4.4. Encoding Instructions

Instructions are encoded through an implementation of the MCCodeEmitter class, which uses information about the target and encodes instructions through the EncodeInstruction function, streaming encoded bytes through a provided output stream.

	Note
	Information about this class can be found in LLVM's documentation at llvm.org/docs/doxygen/html/classllvm_1_1MCCodeEmitter.html

This class requires only the EncodeInstruction function to be defined. However other functions should also be defined to assist in encoding instructions.

The key function here is getBinaryCodeForInstr, which is generated by TableGen. It takes a provided instruction and with the instruction encoding information defined with the instructions to generate the encoded instruction.

  // getBinaryCodeForInstr - TableGen'erated function for getting the
  // binary encoding for an instruction.
  uint64_t getBinaryCodeForInstr(const MCInst &MI) const;

Other functions that are defined in this class (though not necessary), are support functions for outputting a number of bytes and constants (encoded instruction) with the correct endianness for the target. Examples of these functions are provided below.

In addition, functions are required to assist in encoding custom operand types, should their encoding not be known from their TableGen definition.

  // Emit one byte through output stream (from MCBlazeMCCodeEmitter)
  void EmitByte(unsigned char C, unsigned &CurByte, raw_ostream &OS) const {
    OS << (char)C;
    ++CurByte;
  }

  // Emit a series of bytes (from MCBlazeMCCodeEmitter)
  void EmitConstant(uint64_t Val, unsigned Size, unsigned &CurByte,
                    raw_ostream &OS) const {
    assert(Size <= 8 && "size too big in emit constant");

    for (unsigned i = 0; i != Size; ++i) {
      EmitByte(Val & 255, CurByte, OS);
      Val >>= 8;
    }
  }

The generated getBinaryCodeForInstr function requires one other function to be defined, getMachineOpValue, which provides the encoding for the default operand types (registers and immediates) where no relocation is required.

This function first checks the type of operand. If it is a register, then the custom function for retrieving register numbers defined above is called to get the encoding of this register. If instead it is an immediate, then it is cast to an unsigned value which is then returned.

Finally, if the operand is an expression (which is the case where relaxation is required), then information about this relocation is stored in a fixup, with 0 being returned as the encoding at this point.

unsigned OR1KMCCodeEmitter::
getMachineOpValue(const MCInst &MI, const MCOperand &MO,
                  SmallVectorImpl<MCFixup> &Fixups) const {
  if (MO.isReg())
    return getOR1KRegisterNumbering(MO.getReg());
  if (MO.isImm())

■ Raw data ■

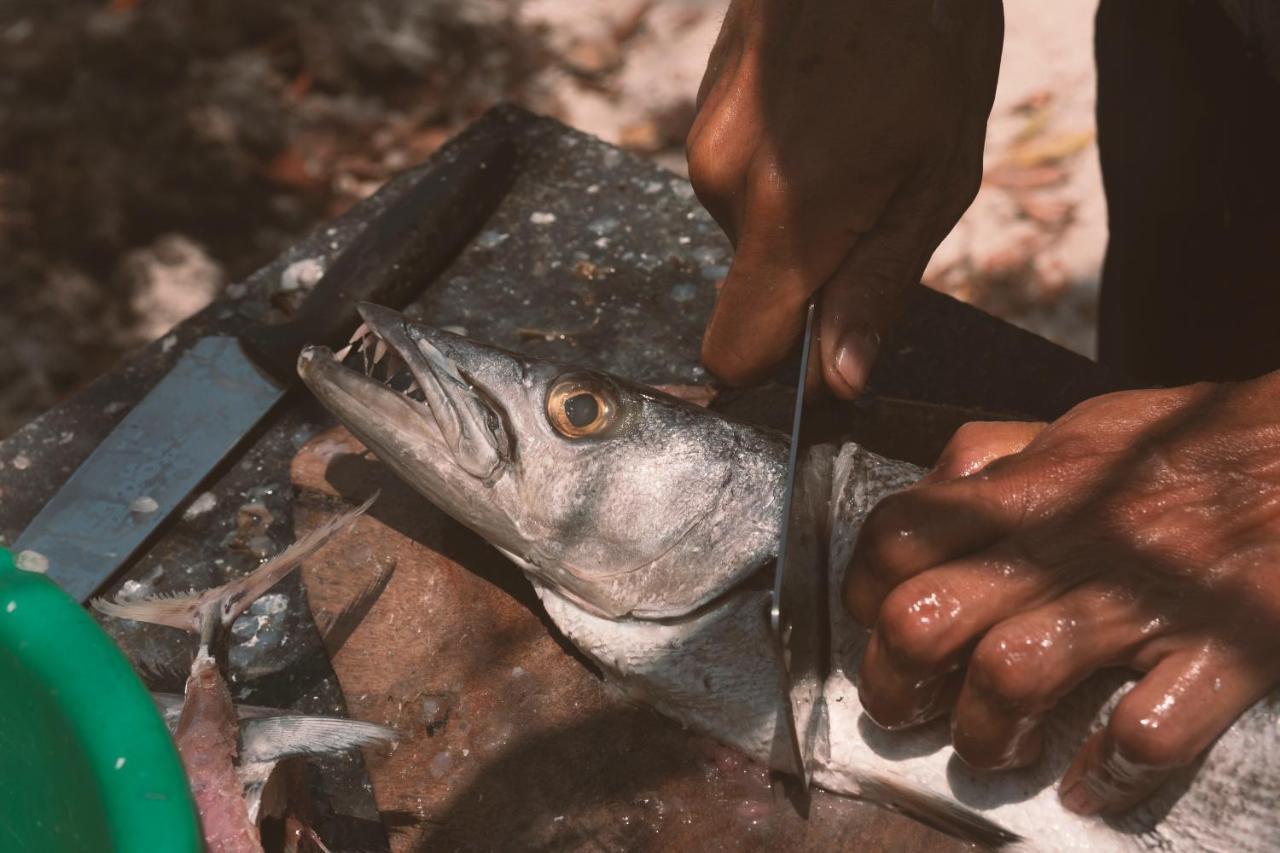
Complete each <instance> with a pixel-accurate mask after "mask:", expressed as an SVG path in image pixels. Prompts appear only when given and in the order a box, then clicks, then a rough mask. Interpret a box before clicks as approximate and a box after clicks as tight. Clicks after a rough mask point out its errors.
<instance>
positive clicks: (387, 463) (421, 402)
mask: <svg viewBox="0 0 1280 853" xmlns="http://www.w3.org/2000/svg"><path fill="white" fill-rule="evenodd" d="M388 333H389V336H390V337H392V339H394V341H398V342H399V343H401V346H402V347H403V351H404V352H406V355H408V356H410V357H413V353H415V352H417V351H419V350H417V346H416V345H415V343H412V342H410V341H407V339H404V336H402V334H398V330H397V329H394V328H392V329H389V332H388ZM411 347H412V348H411ZM404 361H406V362H407V365H408V369H410V371H411V373H412V375H413V378H415V380H416V382H419V383H421V382H424V380H426V382H431V380H436V378H435V374H433V373H431V369H430V366H429V362H428V361H426V359H425V357H422V359H420V360H415V361H410V359H404ZM298 375H300V377H301V378H302V382H303V383H305V384H306V386H307V388H308V389H310V391H311V392H312V393H314V394H315V396H316V398H317V400H319V401H320V402H321V403H323V405H324V406H325V409H328V410H329V411H330V412H333V414H334V415H335V416H337V418H338V420H339V421H342V423H343V425H346V427H347V428H348V429H349V430H351V432H352V433H353V434H355V435H356V437H357V438H360V441H361V442H364V444H365V446H366V447H369V448H370V450H371V451H374V453H375V455H376V456H378V457H379V459H380V460H383V462H384V464H387V465H388V466H389V467H392V469H393V470H394V471H396V473H397V474H398V475H399V476H401V479H403V480H404V482H406V483H408V484H410V485H412V487H413V488H415V489H416V491H419V492H421V493H422V494H424V496H425V497H426V498H428V500H430V501H431V502H433V503H435V505H436V506H442V507H445V508H452V507H467V514H468V516H470V517H467V519H466V523H467V524H468V526H472V528H474V529H476V530H477V532H480V533H481V534H483V535H485V537H488V538H492V539H497V540H498V542H502V540H509V539H511V538H512V535H513V532H512V530H511V525H509V519H511V514H509V512H507V511H506V507H507V506H509V501H508V496H509V493H511V491H512V489H511V482H509V480H511V478H509V476H506V475H507V474H508V471H509V467H511V455H512V453H513V451H515V448H513V444H512V442H511V441H509V439H508V438H507V429H506V425H504V424H503V423H502V419H503V415H502V414H499V412H498V411H497V410H495V409H494V407H493V403H490V402H489V401H488V400H484V398H483V397H481V396H480V394H479V393H475V392H474V391H471V393H470V396H468V389H466V388H462V387H458V386H457V383H456V382H454V380H453V378H452V377H447V378H445V379H444V380H443V382H440V380H436V384H435V386H434V389H433V392H431V393H433V394H435V409H434V410H433V407H431V405H430V403H429V402H428V401H426V400H415V398H412V397H410V396H408V394H406V393H403V392H399V391H396V389H393V388H390V387H388V386H387V384H385V383H384V382H379V380H376V379H374V378H371V377H369V375H365V374H364V373H361V371H358V370H353V369H351V368H347V366H344V365H343V364H342V362H340V361H338V359H337V357H335V356H334V353H333V352H330V351H329V350H328V348H326V347H306V348H305V350H303V351H302V353H301V355H300V357H298ZM420 377H421V378H420ZM422 392H424V393H422V396H424V397H428V398H430V397H429V394H428V392H426V389H425V388H424V389H422ZM454 400H457V401H458V402H457V403H456V405H454V403H453V402H452V401H454ZM480 405H483V406H484V407H485V409H483V410H481V409H479V406H480ZM436 411H439V412H440V416H442V418H444V419H445V421H447V423H445V424H444V425H442V423H440V420H439V419H438V418H436V414H435V412H436ZM490 412H492V419H490V416H489V414H490ZM494 420H497V423H498V430H500V437H499V435H498V434H495V432H494V430H493V429H492V425H493V423H494ZM481 428H483V429H484V430H485V433H486V435H488V437H485V435H481V434H480V433H479V430H480V429H481Z"/></svg>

■ Exercise requirements ■
1 > Answer these questions from the Encoding Instructions text:
(a) Which function is the only one the MCCodeEmitter class requires to be defined?
(b) What generates the getBinaryCodeForInstr function?
(c) When an operand is an expression, what value is returned as its encoding at that point?
2 > Write out the Encoding Instructions text between "The generated getBinaryCodeForInstr" and "if (MO.isReg())", inclusive.

■ Results for the exercise ■
1 >
(a) EncodeInstruction
(b) TableGen
(c) 0

2 >
The generated getBinaryCodeForInstr function requires one other function to be defined, getMachineOpValue, which provides the encoding for the default operand types (registers and immediates) where no relocation is required.

This function first checks the type of operand. If it is a register, then the custom function for retrieving register numbers defined above is called to get the encoding of this register. If instead it is an immediate, then it is cast to an unsigned value which is then returned.

Finally, if the operand is an expression (which is the case where relaxation is required), then information about this relocation is stored in a fixup, with 0 being returned as the encoding at this point.

unsigned OR1KMCCodeEmitter::
getMachineOpValue(const MCInst &MI, const MCOperand &MO,
                  SmallVectorImpl<MCFixup> &Fixups) const {
  if (MO.isReg())